*** Document extract ***

Paper 2 Topic: Effect of policies and politics of developed and developing countries on India’s interests, Indian diaspora.

Bill seeking special status for India fails in U.S. Senate


The US Senate has failed to recognise India as a “global strategic and defence partner” of the U.S. after a key amendment necessary to modify its export control regulations could not be passed.

  • A republican senator had recently moved an amendment to the National Defence Authorisation Act (NDAA-17) which if passed would have recognised India as a global strategic and defence partner.


The U.S. had recognised India as a “major defence partner” during PM Modi’s recent visit to the country.A joint statement issued during the visit supported defence-related trade and technology transfer to the country which would now be treated on par with America’s closest allies.


The NDAA was recently passed by the Senate. But some of the key amendments including the (SA 4618) — even though they had bipartisan support — could not be passed by the Senate. It is a $602 billion defense authorization law. The bill includes among its many Pentagon reforms a provision requiring women to register for the draft.

Sources: the hindu.


Facts for Prelims:


  • International Agency for Research on Cancer (IARC), an agency of the UN’s World Health Organisation has said that drinking very hot coffee and other drinks “probably” causes cancer of the oesophagus. However, the agency has indicated that coffee served “normal serving temperatures” would do no harm. It is dangerous if consumed hotter than 65 degrees Celsius.

*** End of Document extract ***
*** Recorded information ***

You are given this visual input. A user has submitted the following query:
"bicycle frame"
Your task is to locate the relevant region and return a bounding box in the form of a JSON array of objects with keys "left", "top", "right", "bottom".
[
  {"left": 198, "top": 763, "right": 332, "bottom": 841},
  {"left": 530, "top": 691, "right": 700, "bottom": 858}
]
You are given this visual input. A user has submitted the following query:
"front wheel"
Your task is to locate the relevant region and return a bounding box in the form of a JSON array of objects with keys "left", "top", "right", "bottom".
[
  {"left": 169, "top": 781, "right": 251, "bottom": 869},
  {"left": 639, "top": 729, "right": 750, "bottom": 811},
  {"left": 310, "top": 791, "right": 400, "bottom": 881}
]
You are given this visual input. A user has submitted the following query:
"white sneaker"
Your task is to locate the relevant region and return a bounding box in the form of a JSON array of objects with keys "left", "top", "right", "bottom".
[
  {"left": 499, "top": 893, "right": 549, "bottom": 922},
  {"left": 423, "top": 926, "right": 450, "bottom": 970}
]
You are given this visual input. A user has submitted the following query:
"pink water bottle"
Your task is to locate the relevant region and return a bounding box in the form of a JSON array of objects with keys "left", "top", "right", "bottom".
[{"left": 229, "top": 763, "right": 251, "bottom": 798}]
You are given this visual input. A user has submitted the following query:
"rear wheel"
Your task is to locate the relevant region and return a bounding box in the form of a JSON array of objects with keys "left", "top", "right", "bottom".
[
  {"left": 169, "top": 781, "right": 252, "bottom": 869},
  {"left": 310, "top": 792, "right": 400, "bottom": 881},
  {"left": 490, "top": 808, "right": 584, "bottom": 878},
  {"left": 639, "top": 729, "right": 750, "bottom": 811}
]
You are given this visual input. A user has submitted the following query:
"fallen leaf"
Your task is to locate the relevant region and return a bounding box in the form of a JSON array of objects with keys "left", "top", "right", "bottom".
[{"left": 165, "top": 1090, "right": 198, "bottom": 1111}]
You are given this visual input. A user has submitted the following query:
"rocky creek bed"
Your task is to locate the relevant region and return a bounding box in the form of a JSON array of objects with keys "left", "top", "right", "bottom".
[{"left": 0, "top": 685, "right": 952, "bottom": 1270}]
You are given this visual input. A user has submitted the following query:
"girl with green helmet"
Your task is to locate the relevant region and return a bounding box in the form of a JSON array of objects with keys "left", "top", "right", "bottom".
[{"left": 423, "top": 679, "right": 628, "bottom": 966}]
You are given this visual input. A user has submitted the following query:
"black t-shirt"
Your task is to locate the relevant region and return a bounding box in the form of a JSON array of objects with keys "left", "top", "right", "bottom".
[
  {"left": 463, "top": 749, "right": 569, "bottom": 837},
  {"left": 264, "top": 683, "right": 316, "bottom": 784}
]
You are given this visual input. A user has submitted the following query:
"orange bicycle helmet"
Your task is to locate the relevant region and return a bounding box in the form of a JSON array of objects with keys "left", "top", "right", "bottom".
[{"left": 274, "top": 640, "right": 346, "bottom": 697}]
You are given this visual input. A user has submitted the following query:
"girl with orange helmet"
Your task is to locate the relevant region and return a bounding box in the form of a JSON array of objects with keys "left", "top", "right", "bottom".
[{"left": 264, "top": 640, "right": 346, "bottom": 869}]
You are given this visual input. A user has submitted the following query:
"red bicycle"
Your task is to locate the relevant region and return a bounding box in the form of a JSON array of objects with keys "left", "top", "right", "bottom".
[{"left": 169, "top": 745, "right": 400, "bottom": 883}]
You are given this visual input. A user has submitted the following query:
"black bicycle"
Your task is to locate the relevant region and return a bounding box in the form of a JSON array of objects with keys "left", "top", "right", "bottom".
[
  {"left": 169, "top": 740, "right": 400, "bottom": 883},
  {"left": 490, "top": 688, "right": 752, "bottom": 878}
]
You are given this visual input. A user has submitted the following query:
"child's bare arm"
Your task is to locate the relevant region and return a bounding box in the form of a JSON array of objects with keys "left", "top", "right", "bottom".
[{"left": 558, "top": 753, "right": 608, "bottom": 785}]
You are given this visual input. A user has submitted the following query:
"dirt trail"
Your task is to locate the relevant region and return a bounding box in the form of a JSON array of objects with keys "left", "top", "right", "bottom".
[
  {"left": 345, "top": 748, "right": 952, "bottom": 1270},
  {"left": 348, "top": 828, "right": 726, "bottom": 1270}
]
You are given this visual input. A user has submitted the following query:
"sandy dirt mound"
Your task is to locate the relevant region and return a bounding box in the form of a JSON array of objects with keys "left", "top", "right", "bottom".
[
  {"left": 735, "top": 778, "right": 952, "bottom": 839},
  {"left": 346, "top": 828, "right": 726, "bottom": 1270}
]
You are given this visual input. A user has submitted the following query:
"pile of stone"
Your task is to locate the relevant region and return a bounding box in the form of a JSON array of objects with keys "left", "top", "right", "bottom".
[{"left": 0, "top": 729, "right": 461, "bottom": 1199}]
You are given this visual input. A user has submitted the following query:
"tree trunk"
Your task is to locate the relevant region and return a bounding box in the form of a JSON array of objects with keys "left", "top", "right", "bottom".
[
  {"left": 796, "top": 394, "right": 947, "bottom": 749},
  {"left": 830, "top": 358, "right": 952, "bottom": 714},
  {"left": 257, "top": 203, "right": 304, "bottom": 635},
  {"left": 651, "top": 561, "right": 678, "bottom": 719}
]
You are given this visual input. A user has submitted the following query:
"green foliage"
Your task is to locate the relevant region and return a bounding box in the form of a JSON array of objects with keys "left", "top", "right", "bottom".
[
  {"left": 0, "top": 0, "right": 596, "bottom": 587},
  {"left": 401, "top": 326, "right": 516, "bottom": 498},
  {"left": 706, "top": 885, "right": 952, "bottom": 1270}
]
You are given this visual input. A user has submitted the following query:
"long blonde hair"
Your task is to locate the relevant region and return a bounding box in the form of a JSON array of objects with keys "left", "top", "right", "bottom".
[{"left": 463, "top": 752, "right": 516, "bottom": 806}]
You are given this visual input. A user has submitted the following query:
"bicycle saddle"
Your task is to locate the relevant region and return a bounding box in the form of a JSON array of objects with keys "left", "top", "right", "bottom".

*** End of Recorded information ***

Problem 1 »
List every phrase that appears inside quotation marks in the current affairs notes.
Problem 2 »
Condense the paragraph of the current affairs notes that begins "The NDAA was recently passed" into a short bulleted list that keeps its main facts.
Problem 3 »
Please reproduce word for word the portion of the current affairs notes between "The US Senate" and "America’s closest allies.", inclusive.

Answer space 1 »
- "global strategic and defence partner"
- "major defence partner"
- "probably"
- "normal serving temperatures"

Answer space 2 »
- The Senate recently passed the NDAA, a $602 billion defense authorization law.
- Some key amendments, including SA 4618, failed to pass despite bipartisan support.
- Among its Pentagon reforms, the bill requires women to register for the draft.

Answer space 3 »
The US Senate has failed to recognise India as a “global strategic and defence partner” of the U.S. after a key amendment necessary to modify its export control regulations could not be passed.

  • A republican senator had recently moved an amendment to the National Defence Authorisation Act (NDAA-17) which if passed would have recognised India as a global strategic and defence partner.


The U.S. had recognised India as a “major defence partner” during PM Modi’s recent visit to the country.A joint statement issued during the visit supported defence-related trade and technology transfer to the country which would now be treated on par with America’s closest allies.